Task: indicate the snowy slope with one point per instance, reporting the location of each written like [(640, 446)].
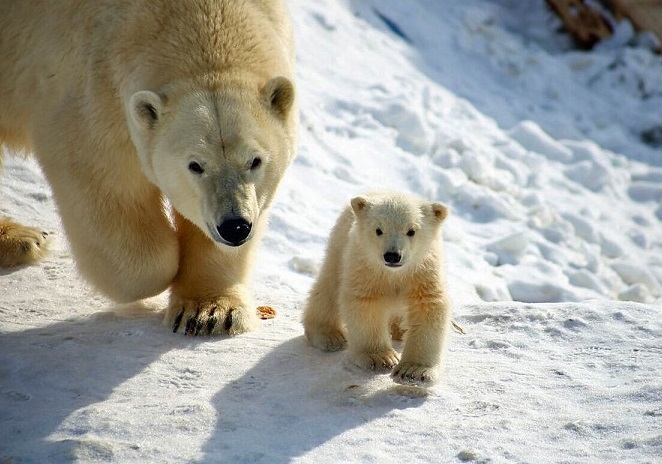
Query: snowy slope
[(548, 159)]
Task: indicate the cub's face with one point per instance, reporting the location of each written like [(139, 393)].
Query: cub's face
[(397, 231), (218, 156)]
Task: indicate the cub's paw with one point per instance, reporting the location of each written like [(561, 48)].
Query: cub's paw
[(332, 340), (210, 317), (380, 362), (21, 245), (408, 373)]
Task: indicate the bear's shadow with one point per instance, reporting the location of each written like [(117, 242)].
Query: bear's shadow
[(295, 399), (50, 372)]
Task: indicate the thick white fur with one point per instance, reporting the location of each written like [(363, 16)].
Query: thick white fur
[(358, 301), (116, 100)]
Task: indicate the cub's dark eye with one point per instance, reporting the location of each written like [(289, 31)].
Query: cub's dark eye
[(195, 167), (256, 163)]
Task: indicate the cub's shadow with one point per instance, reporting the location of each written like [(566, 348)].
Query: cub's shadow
[(49, 373), (295, 399)]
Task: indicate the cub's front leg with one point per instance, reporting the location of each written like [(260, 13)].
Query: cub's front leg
[(209, 294), (428, 320), (368, 333)]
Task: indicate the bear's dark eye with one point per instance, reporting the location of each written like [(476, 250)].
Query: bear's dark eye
[(256, 163), (195, 167)]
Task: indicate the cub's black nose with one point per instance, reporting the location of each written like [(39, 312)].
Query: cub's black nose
[(234, 232), (392, 258)]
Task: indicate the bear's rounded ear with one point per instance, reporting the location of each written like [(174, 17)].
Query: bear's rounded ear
[(359, 204), (278, 93), (440, 211), (146, 108)]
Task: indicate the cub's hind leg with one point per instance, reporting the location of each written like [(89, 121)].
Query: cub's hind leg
[(21, 245)]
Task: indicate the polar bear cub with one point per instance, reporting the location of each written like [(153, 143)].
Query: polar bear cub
[(383, 275)]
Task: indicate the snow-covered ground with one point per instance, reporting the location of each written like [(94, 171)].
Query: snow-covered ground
[(551, 160)]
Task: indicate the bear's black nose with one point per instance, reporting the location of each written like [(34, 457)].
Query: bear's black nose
[(392, 258), (234, 232)]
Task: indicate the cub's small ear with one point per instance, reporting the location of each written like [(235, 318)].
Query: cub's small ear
[(439, 211), (146, 108), (359, 205), (278, 93)]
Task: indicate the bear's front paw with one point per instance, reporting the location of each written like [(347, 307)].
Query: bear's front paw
[(380, 362), (328, 341), (20, 244), (210, 317), (414, 374)]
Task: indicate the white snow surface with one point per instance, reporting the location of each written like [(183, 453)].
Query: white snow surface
[(551, 160)]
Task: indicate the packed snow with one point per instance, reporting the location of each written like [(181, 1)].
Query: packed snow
[(551, 161)]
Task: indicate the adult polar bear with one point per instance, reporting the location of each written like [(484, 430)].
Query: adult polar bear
[(125, 103)]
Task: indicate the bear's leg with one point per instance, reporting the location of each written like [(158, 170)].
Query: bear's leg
[(321, 318), (123, 244), (368, 334), (209, 294), (428, 320), (20, 244)]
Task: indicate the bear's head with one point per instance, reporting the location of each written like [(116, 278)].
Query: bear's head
[(396, 230), (217, 155)]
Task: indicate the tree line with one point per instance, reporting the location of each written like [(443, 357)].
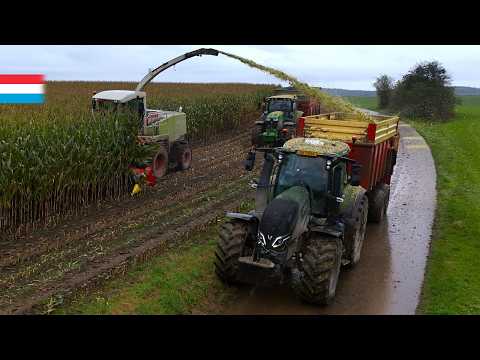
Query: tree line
[(424, 92)]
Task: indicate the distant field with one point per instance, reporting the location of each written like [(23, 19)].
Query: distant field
[(367, 102)]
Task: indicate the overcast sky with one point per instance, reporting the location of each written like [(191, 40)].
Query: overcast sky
[(339, 66)]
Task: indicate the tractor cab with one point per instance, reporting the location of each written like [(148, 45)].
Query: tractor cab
[(319, 166)]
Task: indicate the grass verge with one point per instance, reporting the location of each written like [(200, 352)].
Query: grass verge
[(452, 279), (181, 281)]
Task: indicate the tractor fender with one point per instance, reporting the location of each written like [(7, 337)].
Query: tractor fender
[(250, 219)]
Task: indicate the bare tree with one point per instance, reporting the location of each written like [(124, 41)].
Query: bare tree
[(384, 86)]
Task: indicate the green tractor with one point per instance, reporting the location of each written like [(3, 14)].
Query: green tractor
[(278, 121), (310, 218)]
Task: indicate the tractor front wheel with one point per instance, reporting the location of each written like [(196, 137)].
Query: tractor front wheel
[(319, 269)]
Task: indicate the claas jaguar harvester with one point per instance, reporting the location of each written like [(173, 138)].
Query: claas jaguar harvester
[(313, 200), (164, 132)]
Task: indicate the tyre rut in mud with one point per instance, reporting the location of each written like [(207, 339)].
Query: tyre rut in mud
[(232, 244), (379, 199)]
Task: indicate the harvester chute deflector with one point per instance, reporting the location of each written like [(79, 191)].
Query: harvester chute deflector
[(152, 74)]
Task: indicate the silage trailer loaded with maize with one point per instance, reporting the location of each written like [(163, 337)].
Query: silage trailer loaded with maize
[(313, 200)]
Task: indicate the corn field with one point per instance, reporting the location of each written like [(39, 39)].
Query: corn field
[(56, 159)]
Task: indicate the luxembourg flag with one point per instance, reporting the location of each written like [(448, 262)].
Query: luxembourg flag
[(21, 89)]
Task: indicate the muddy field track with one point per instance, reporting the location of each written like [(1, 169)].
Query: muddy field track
[(53, 263)]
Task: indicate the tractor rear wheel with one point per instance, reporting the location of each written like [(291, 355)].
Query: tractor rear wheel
[(319, 269), (183, 153), (379, 203), (355, 230), (232, 244), (160, 163)]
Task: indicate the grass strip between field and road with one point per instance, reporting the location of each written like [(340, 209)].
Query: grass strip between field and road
[(452, 279), (180, 281)]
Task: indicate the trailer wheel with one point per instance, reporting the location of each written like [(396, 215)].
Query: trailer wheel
[(160, 163), (183, 153), (317, 277), (356, 228), (232, 244), (379, 203)]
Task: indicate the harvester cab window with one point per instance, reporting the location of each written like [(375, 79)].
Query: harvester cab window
[(284, 105), (105, 106)]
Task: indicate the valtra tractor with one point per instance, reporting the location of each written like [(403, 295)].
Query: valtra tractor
[(313, 200), (163, 132), (278, 121)]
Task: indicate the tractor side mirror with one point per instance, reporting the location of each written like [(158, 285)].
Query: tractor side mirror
[(356, 174), (250, 161)]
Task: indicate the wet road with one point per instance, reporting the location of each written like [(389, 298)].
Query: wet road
[(389, 277)]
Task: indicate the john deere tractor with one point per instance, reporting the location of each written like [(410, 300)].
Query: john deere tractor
[(309, 219), (278, 121)]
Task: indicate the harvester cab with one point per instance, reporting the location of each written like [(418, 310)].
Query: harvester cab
[(306, 220)]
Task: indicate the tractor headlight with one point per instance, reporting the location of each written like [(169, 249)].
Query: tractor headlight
[(261, 239), (279, 241)]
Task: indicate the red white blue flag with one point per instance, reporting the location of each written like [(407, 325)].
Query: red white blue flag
[(22, 89)]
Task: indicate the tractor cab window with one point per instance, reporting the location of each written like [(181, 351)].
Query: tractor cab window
[(305, 171), (280, 105), (338, 180)]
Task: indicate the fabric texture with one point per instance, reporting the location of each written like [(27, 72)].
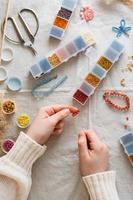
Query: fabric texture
[(60, 162), (102, 186), (15, 173), (15, 168)]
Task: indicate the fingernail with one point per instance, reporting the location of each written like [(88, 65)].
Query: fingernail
[(67, 111), (76, 113)]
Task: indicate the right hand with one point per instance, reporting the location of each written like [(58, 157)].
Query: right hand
[(93, 159)]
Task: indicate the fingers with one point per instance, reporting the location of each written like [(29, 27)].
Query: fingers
[(51, 110), (59, 116), (60, 125), (59, 128), (82, 145)]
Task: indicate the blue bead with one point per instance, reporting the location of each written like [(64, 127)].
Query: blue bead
[(98, 71), (116, 45), (126, 139), (79, 43), (112, 55), (129, 148), (45, 65), (35, 71), (69, 4), (86, 88), (56, 32)]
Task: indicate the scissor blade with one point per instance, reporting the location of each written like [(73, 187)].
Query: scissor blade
[(17, 29), (27, 28)]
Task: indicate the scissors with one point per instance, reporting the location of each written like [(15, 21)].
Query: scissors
[(28, 44)]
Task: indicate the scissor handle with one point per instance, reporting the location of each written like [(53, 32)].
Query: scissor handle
[(31, 35)]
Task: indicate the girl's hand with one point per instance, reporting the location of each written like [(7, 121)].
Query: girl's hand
[(93, 154), (50, 121)]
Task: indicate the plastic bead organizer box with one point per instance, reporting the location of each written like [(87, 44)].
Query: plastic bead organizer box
[(61, 55), (99, 72), (62, 19)]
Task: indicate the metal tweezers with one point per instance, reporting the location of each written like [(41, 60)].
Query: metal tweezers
[(27, 44)]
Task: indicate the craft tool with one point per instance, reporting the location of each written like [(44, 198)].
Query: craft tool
[(51, 88), (127, 144), (23, 121), (7, 55), (122, 29), (99, 72), (113, 93), (62, 19), (4, 29), (8, 107), (14, 84), (3, 74), (22, 40), (7, 145), (62, 54), (3, 121)]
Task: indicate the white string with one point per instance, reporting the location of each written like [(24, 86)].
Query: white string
[(90, 121), (4, 29)]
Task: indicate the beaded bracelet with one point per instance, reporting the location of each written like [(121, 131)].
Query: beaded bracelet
[(113, 93)]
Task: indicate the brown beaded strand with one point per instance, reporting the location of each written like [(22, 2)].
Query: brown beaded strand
[(113, 93)]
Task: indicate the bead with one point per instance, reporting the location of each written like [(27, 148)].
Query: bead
[(8, 107), (105, 63), (86, 13), (93, 80), (23, 120), (59, 22), (123, 96), (7, 145), (54, 60)]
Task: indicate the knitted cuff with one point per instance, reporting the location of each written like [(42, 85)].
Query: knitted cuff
[(102, 186), (25, 152)]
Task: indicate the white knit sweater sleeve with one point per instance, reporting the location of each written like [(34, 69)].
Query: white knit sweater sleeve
[(15, 168), (102, 186)]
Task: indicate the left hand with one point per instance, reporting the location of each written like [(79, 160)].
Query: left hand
[(50, 121)]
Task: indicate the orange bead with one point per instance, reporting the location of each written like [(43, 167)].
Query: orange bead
[(62, 23)]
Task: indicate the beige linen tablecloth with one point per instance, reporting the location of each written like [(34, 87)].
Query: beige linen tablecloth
[(56, 175)]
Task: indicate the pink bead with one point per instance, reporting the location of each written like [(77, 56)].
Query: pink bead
[(87, 13)]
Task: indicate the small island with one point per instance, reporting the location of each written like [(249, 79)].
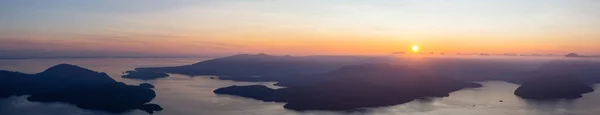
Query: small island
[(355, 87), (78, 86), (144, 75)]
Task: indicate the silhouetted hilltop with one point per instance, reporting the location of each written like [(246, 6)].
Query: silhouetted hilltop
[(354, 87), (560, 79), (82, 87), (585, 71), (144, 75), (262, 67), (544, 88)]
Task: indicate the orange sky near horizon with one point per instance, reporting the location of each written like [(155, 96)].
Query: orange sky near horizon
[(311, 27)]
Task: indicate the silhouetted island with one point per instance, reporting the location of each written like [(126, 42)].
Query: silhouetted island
[(354, 87), (557, 87), (558, 79), (144, 75), (81, 87), (262, 67)]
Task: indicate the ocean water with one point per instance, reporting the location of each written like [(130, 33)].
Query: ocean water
[(183, 95)]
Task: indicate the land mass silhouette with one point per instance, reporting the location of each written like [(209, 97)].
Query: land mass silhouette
[(144, 75), (78, 86), (346, 82), (355, 87), (560, 79), (263, 67)]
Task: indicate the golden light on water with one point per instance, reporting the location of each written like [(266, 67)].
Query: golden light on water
[(415, 48)]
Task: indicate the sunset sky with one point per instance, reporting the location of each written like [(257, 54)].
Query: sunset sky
[(53, 28)]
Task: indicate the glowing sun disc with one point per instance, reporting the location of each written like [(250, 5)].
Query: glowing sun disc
[(415, 48)]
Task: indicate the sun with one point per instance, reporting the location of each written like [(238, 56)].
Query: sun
[(415, 48)]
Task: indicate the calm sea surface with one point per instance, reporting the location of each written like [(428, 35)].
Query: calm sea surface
[(183, 95)]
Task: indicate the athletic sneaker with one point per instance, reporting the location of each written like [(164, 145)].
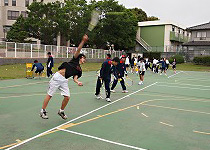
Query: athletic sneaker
[(124, 91), (98, 96), (43, 114), (113, 91), (108, 99), (61, 113)]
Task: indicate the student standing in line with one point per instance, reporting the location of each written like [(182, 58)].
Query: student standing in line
[(50, 64), (120, 72), (174, 65), (39, 68), (141, 70)]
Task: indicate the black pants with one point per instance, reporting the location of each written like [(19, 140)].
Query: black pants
[(49, 71), (122, 82), (106, 82)]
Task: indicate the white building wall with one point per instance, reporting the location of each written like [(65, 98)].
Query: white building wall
[(20, 6)]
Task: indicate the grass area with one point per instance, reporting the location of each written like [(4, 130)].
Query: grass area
[(19, 70), (192, 67)]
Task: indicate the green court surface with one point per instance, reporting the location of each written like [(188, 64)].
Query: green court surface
[(165, 113)]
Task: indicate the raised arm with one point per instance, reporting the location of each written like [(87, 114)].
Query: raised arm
[(84, 39)]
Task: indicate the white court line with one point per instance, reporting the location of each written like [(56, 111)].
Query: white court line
[(100, 139), (174, 74), (41, 95), (22, 84), (184, 84), (34, 137), (186, 87)]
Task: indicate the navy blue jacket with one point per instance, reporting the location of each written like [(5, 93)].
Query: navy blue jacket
[(106, 70), (38, 66), (120, 70), (50, 62)]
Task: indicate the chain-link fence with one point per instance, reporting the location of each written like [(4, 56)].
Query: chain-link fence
[(27, 50)]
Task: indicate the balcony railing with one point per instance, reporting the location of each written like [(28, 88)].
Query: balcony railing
[(178, 37)]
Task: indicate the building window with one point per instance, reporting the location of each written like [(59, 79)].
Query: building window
[(12, 15), (201, 34), (26, 3), (13, 2), (173, 28), (24, 14), (6, 3)]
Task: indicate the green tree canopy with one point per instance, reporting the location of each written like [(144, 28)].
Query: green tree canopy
[(18, 32)]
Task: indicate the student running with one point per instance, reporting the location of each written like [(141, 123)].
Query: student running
[(141, 70), (120, 72), (60, 80), (105, 77), (39, 68)]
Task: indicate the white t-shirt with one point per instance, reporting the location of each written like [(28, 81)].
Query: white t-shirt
[(141, 66), (127, 62)]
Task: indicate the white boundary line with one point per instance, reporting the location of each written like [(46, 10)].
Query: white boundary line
[(186, 87), (100, 139), (34, 137), (174, 74), (185, 84)]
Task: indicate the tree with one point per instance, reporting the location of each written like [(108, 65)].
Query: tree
[(152, 18), (17, 32), (120, 29), (45, 21)]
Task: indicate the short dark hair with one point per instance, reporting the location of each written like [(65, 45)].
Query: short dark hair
[(81, 55), (109, 55), (116, 59)]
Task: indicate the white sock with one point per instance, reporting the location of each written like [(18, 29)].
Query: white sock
[(42, 110)]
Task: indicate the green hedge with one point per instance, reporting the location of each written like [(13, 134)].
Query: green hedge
[(179, 59), (152, 55), (202, 60)]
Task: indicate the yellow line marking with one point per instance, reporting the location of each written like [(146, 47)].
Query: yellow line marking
[(144, 115), (207, 113), (100, 116), (201, 132), (166, 124)]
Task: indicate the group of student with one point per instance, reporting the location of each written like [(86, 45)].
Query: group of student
[(40, 68), (133, 64), (115, 66)]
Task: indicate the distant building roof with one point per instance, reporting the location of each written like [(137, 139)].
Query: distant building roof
[(200, 27), (197, 43), (158, 22)]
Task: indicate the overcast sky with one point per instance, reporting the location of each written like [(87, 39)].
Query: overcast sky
[(184, 12)]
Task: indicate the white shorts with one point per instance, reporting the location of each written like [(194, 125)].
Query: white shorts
[(58, 82)]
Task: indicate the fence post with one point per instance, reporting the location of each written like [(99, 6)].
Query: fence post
[(15, 50), (45, 51), (6, 49), (67, 49), (31, 50)]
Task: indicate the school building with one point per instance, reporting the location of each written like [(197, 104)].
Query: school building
[(10, 10), (160, 36)]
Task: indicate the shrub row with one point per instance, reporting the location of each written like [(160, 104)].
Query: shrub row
[(202, 60), (179, 59)]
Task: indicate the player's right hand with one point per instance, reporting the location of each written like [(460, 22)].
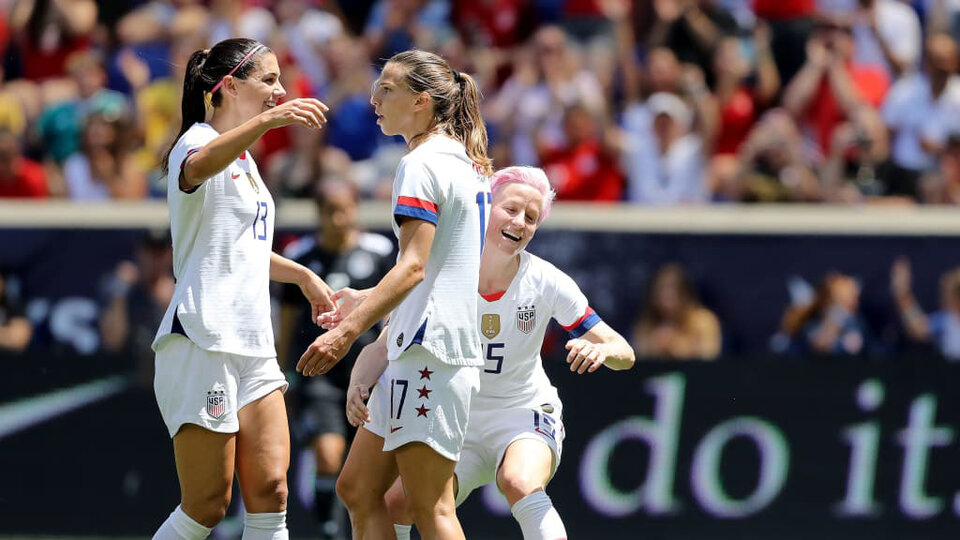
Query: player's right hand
[(346, 300), (303, 111), (357, 412)]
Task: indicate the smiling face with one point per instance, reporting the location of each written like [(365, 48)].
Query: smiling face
[(261, 89), (394, 102), (514, 218)]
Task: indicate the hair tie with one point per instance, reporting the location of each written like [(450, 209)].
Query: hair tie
[(236, 67)]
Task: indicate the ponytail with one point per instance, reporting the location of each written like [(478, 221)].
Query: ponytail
[(468, 126), (193, 106), (205, 73), (456, 101)]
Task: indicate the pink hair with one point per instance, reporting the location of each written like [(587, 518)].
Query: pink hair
[(528, 176)]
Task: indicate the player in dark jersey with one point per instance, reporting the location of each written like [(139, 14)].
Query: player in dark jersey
[(344, 257)]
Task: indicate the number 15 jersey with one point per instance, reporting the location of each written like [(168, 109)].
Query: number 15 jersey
[(512, 326)]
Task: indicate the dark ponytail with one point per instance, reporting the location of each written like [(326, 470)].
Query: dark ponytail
[(205, 69), (456, 101)]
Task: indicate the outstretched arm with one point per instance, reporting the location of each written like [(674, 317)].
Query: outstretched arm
[(601, 345), (370, 364)]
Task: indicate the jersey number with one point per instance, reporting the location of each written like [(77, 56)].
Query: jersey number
[(261, 217), (394, 384), (484, 198), (491, 350)]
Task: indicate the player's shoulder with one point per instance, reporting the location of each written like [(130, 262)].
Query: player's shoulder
[(198, 133), (375, 243), (300, 247)]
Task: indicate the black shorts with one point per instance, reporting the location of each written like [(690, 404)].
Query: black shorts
[(320, 409)]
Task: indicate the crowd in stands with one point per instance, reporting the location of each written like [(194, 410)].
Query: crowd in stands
[(653, 102)]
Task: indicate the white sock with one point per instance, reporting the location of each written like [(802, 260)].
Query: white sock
[(180, 526), (538, 518), (265, 526), (403, 531)]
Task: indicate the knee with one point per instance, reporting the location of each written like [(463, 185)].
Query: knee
[(396, 505), (208, 507), (516, 486), (269, 494)]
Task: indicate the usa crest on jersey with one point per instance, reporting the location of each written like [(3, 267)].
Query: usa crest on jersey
[(217, 402), (526, 318)]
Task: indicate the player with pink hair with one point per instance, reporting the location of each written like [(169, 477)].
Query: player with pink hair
[(515, 429)]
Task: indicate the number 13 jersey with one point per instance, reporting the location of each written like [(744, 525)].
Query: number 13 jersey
[(222, 239)]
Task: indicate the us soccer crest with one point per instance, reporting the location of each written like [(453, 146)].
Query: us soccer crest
[(253, 182), (490, 325), (526, 318), (217, 402)]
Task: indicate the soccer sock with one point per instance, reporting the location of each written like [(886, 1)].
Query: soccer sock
[(538, 518), (180, 526), (403, 531), (265, 526), (324, 496)]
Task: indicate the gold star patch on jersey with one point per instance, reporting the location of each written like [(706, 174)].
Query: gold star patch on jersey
[(490, 325), (526, 318)]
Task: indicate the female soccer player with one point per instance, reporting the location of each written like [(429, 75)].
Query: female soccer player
[(515, 431), (217, 381), (439, 208)]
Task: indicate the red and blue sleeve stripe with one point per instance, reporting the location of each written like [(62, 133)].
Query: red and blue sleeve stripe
[(583, 324), (413, 207)]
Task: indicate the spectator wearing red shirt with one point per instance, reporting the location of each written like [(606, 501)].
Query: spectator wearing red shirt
[(791, 23), (583, 170), (19, 176), (739, 100), (829, 88)]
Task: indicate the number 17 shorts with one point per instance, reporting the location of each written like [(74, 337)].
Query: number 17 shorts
[(420, 399)]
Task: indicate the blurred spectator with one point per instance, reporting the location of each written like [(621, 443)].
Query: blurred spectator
[(830, 323), (135, 297), (693, 30), (105, 167), (771, 166), (887, 35), (742, 89), (232, 18), (344, 257), (941, 328), (665, 145), (942, 186), (583, 169), (19, 176), (15, 328), (49, 32), (60, 124), (791, 23), (858, 147), (398, 25), (673, 323), (547, 78), (918, 111), (830, 87)]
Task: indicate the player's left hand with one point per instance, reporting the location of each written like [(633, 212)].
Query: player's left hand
[(324, 353), (585, 356), (320, 296)]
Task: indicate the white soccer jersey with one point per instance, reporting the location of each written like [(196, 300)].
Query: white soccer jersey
[(437, 182), (512, 327), (222, 238)]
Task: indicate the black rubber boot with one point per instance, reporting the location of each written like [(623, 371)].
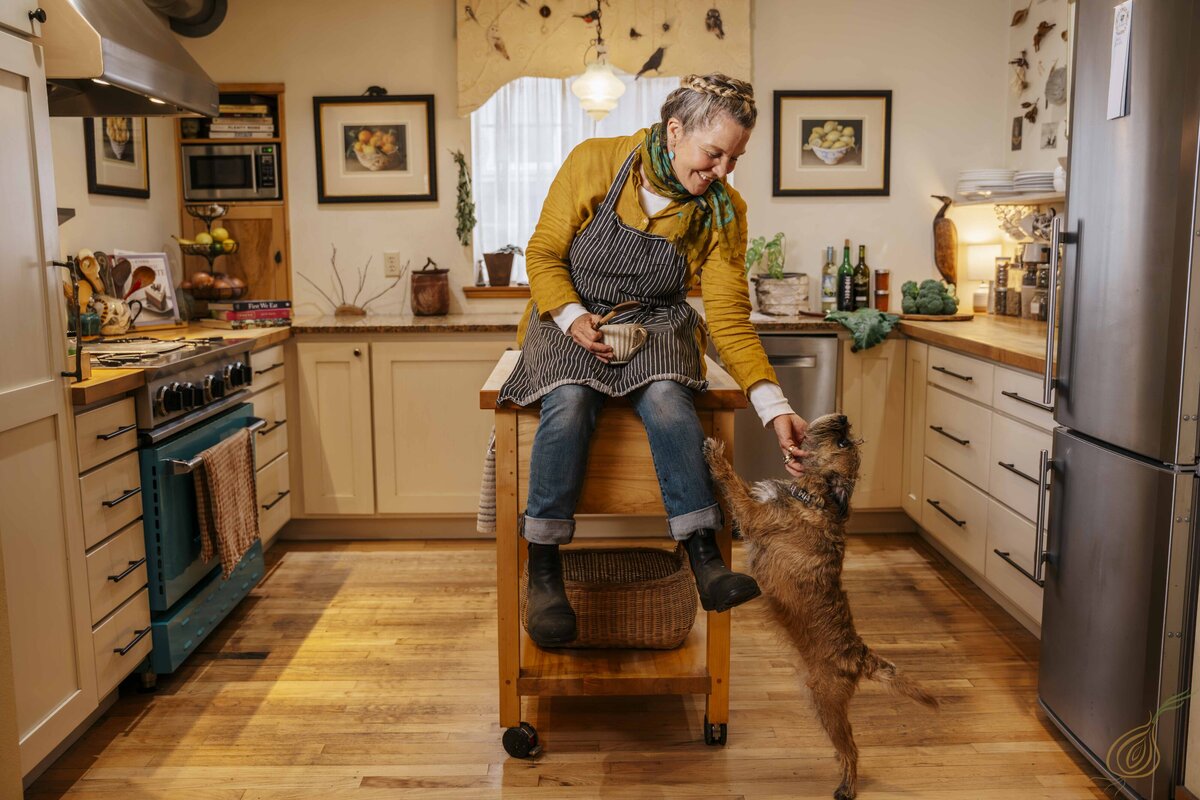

————————

[PROBLEM STATEMENT]
From the items above, pull out every line that contains the word "pink". Letter case counts.

[FULL SOLUTION]
Task: indicate the pink bead with one point per instance, reporting the location of each written like [(77, 56)].
Query: pink bead
Task: indicate the pink hair with one point per instance, reporting the location of each written like [(587, 518)].
Query: pink hair
Task: indicate the player with pink hair with one point per instance, reporting the location of each written like [(169, 477)].
Query: player with pink hair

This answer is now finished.